## What the task requires
Please render the records below as a JSON list of strings, with one string for each line and no blank lines.

## Extracted material

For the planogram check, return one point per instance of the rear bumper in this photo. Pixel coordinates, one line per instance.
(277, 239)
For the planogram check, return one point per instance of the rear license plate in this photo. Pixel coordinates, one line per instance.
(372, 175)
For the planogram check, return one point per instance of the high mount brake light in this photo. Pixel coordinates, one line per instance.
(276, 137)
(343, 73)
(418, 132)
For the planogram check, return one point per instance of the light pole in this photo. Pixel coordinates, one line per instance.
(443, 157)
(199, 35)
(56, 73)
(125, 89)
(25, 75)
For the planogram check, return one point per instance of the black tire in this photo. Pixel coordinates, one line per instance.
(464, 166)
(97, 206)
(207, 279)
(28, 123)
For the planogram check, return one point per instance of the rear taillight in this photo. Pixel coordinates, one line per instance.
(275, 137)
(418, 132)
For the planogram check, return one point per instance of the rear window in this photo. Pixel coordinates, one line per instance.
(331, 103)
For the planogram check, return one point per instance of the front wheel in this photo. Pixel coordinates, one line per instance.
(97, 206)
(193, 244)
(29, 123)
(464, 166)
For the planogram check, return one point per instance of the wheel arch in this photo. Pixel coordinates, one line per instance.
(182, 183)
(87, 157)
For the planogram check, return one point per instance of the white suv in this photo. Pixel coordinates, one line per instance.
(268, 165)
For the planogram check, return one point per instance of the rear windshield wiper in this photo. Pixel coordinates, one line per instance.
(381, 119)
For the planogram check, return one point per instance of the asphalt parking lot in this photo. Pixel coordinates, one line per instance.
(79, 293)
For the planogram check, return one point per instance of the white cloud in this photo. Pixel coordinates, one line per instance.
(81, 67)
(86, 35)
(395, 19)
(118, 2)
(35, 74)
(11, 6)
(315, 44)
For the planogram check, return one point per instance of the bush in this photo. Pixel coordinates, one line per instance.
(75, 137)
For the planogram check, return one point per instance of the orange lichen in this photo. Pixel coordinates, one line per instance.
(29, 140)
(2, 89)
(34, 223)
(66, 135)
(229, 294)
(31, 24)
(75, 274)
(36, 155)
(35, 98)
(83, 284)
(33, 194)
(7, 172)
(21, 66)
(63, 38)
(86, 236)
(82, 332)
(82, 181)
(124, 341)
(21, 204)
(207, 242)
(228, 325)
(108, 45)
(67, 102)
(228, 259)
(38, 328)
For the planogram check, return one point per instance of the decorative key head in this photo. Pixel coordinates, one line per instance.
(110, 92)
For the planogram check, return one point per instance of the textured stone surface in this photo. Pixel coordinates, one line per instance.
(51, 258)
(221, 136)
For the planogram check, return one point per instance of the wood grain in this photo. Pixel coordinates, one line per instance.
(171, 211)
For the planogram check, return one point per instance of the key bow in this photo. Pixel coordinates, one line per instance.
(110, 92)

## Result below
[
  "For the planogram check, return one point per instance of the rear bumper in this photo. Pixel coordinates, one line per instance.",
  "(277, 239)",
  "For the planogram check, return one point per instance of the rear license plate in this photo. Pixel coordinates, one line per instance.",
  "(372, 175)",
  "For the planogram check, return one point per instance of the high mount brake light in this photo. Pixel coordinates, one line per instance.",
  "(276, 137)",
  "(343, 73)",
  "(418, 132)",
  "For the planogram check, return one point per instance of the light pole in this photo. Pixel coordinates, one line per instance.",
  "(443, 157)",
  "(199, 35)",
  "(56, 73)",
  "(125, 89)",
  "(25, 75)",
  "For the planogram check, return one point per instance of the black tire in this photo. Pixel coordinates, one line per instance.",
  "(464, 166)",
  "(97, 206)",
  "(207, 279)",
  "(28, 123)",
  "For the planogram check, return one point per instance of the rear taillight in this photo. Pixel coordinates, one line per instance.",
  "(275, 137)",
  "(418, 132)",
  "For the planogram check, return one point per instance of the rear window in this photo. Pixel coordinates, one line per instance.",
  "(331, 103)",
  "For the planogram check, return one point per instance of the front wheel in this photo. Pixel coordinates, one line per instance.",
  "(97, 206)",
  "(193, 244)",
  "(29, 123)",
  "(464, 166)",
  "For the planogram check, return one point per instance of the wheel arch in this photo. Pixel coordinates, one line per instance.",
  "(182, 183)",
  "(87, 157)",
  "For the planogram check, return one point per instance of the white suv in this photo. Pixel coordinates, one line per instance.",
  "(268, 165)",
  "For the planogram check, return one point per instance of the rear windshield wiper in this photo. Pixel coordinates, one line per instance.",
  "(381, 119)",
  "For the planogram check, return one point per instance of the asphalt parking lot in this photo. Pixel coordinates, one line per instance.",
  "(79, 293)",
  "For the planogram check, return one point per instance of the white cloud in this photo. Pixel coordinates, one line per instance.",
  "(81, 67)",
  "(86, 35)",
  "(395, 19)",
  "(118, 2)",
  "(35, 74)",
  "(11, 6)",
  "(315, 44)",
  "For the planogram check, return one point per instance of the bush in this photo. Pixel coordinates, one line per instance.",
  "(75, 137)",
  "For the planogram check, return one point per instance of the orange lichen in this photo. Pixel coordinates, one line per instance.",
  "(29, 140)",
  "(2, 89)",
  "(34, 223)",
  "(66, 135)",
  "(229, 294)",
  "(31, 24)",
  "(75, 274)",
  "(36, 155)",
  "(35, 98)",
  "(83, 284)",
  "(33, 194)",
  "(7, 172)",
  "(21, 66)",
  "(63, 38)",
  "(86, 236)",
  "(82, 332)",
  "(82, 181)",
  "(124, 341)",
  "(21, 204)",
  "(207, 242)",
  "(228, 325)",
  "(108, 45)",
  "(67, 102)",
  "(228, 259)",
  "(38, 328)",
  "For the planogram check, return one point per instance of the decorative key head in this photo. Pixel coordinates, one line per instance.",
  "(110, 92)",
  "For the planogram check, return one point per instance of the textured stone surface in this photo. Pixel coordinates, one line per instance.",
  "(51, 258)",
  "(221, 136)",
  "For the planogram check, return one point per instance of the wood grain in this photo. Pixel coordinates, one line per instance.",
  "(171, 211)",
  "For the planogram check, return one point per instance of the key bow in this photo. Pixel coordinates, one line per instance.",
  "(110, 92)"
]